◆ The problem
Carry forward the passage below on computers and trading methods, picking up after its final sentence.

Computers are fast, accurate and tireless calculators. Computers are
also simpletons in the sense that they don't "understand" (yet)
everyday spoken and written language.
This unique combination of characteristics offers an opportunity to
anyone who wants to test and improve his or her trading methods. To
explain to a computer how you trade can be a very difficult task. To
do this you have to write "software" which tells the simpleton
computer how to translate the market prices (or whatever it is you
look at) in some data base into actual trades.
If you (or a programmer you hire) can't do this then the odds are
high that "intuition" plays a major role in your trading methodology.
In my own case I find my intuition about markets misleading so often
that I refuse to trade on this basis and instead rely only on my
software based trading plan.
On the other hand I have to say that my trading methods are based on
my ideas, not the computer's. Computer software is not yet
very "creative" in the sense that we humans understand this term.

◆ Dataset records
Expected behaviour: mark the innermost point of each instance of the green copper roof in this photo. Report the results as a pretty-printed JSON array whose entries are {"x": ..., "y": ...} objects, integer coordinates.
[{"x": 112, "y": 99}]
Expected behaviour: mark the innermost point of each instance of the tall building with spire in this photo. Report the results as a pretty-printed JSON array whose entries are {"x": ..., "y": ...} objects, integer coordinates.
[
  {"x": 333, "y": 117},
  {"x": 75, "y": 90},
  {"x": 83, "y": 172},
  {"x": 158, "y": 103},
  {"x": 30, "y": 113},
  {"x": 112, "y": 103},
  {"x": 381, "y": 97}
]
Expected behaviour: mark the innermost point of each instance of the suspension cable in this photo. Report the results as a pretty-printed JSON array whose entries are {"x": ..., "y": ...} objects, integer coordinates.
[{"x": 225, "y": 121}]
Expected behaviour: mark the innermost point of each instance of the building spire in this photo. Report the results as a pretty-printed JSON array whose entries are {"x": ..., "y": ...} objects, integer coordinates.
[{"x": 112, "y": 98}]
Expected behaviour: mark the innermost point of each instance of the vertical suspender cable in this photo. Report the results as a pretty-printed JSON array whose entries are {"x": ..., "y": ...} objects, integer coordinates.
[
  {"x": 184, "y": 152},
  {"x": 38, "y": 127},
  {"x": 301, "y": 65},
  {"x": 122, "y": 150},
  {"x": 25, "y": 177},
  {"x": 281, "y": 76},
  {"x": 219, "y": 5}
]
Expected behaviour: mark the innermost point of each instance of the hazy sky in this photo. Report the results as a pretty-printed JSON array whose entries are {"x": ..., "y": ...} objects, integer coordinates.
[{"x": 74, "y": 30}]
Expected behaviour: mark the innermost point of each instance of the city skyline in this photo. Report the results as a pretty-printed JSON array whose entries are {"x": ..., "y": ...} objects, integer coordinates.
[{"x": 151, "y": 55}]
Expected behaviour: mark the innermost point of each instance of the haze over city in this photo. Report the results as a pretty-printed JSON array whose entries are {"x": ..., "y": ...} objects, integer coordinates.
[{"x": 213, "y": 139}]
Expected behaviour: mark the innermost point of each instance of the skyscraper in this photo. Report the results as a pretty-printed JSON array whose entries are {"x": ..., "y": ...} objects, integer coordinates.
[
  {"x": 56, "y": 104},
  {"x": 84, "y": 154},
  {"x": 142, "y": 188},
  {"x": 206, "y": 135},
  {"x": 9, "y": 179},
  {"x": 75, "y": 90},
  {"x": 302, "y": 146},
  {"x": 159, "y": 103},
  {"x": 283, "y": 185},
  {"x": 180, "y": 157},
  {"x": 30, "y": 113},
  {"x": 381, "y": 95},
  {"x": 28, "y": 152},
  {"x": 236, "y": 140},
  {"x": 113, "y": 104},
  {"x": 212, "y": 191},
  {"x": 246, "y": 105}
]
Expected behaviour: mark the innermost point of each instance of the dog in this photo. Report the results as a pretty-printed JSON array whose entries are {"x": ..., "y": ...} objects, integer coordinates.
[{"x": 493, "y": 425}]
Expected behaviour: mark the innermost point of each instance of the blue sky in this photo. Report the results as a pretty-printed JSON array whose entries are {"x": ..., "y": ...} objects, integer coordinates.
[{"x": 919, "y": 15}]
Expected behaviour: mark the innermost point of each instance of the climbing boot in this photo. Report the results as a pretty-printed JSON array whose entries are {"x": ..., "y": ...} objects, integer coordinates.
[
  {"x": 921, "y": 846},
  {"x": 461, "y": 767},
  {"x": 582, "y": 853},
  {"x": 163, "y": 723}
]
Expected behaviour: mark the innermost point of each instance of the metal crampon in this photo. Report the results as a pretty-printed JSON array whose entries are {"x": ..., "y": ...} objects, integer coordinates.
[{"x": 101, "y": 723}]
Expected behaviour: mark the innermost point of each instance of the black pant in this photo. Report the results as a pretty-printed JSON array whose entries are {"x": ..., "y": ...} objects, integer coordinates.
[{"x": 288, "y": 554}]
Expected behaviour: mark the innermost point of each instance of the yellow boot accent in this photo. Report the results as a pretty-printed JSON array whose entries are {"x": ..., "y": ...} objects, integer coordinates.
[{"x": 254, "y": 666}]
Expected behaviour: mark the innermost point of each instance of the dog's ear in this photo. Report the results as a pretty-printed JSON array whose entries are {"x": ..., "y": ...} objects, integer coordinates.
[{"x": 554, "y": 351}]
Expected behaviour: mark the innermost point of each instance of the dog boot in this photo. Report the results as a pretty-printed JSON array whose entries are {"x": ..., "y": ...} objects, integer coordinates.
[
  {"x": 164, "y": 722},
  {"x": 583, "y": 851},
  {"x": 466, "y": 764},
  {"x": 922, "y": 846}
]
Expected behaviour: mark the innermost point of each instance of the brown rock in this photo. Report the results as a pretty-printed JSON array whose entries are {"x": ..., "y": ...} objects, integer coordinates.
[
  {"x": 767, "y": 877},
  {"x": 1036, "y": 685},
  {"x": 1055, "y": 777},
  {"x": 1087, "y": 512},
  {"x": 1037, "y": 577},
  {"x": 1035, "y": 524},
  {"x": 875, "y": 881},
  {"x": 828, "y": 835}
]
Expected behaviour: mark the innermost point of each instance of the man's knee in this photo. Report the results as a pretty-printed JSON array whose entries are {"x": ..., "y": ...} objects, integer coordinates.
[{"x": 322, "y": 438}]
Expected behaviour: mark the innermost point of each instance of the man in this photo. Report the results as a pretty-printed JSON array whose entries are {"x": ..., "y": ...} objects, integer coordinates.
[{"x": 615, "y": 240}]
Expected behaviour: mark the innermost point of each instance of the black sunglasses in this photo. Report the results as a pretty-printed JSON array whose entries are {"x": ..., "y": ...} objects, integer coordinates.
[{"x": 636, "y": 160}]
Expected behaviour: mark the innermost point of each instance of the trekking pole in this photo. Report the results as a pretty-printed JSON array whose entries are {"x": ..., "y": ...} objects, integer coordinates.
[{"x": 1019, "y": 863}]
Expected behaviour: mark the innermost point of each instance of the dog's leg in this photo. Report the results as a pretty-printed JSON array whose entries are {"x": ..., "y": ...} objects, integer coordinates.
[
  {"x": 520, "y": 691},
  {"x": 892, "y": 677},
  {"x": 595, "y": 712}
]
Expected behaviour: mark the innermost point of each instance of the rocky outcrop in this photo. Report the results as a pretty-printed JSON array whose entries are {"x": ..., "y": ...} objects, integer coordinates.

◆ Final result
True, the technology of "software creativity" is advancing rapidly
(viz. all the work being done with neural nets etc.). But I would
argue that all this "creativity" so far consists of elaborate
searches through terrain which has already been mapped out by the
software developer.
Of course, the developer doesn't know what answer (a trading plan)
the software will come up with once it is let loose on the data. In
this sense the computer appears to be creative when it identifies a
potential profitable trading methodology, especially one which the
developer didn't anticipate. But what's really happening here is
that the computer is taking advantage of its unique ability to do
fast and accurate calculations. It is just exploring the universe of
possible statistical models which the human software developer
specified for it (sometimes only implicitly) in advance.
What the computer can't do is come up with a model that the developer
hasn't imagined yet. In other words it doesn't come up with "new
ideas" in the sense we typically use this phrase.
It is my own view that we may not be far away from a world in which
competing trading software is responsible for a good part of trading
activity. But markets are very competitive, so the winning programs
will always be those whose human creators provided them with
a "better idea" to chew on. Now the day may come when software comes
up with new ideas in the sense we use the term, but I think we are
still far away from that now.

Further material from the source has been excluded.